Dataset excerpts:

- - -

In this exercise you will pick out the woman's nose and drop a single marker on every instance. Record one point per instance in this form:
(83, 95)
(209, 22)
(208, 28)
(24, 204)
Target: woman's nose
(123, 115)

- - -

Work task:
From the first line to the last, copy every record exactly.

Answer area:
In this exercise you will pick out the woman's nose and drop a single marker on every instance. Record one point per instance in this form:
(83, 95)
(209, 22)
(208, 28)
(24, 204)
Target: woman's nose
(123, 115)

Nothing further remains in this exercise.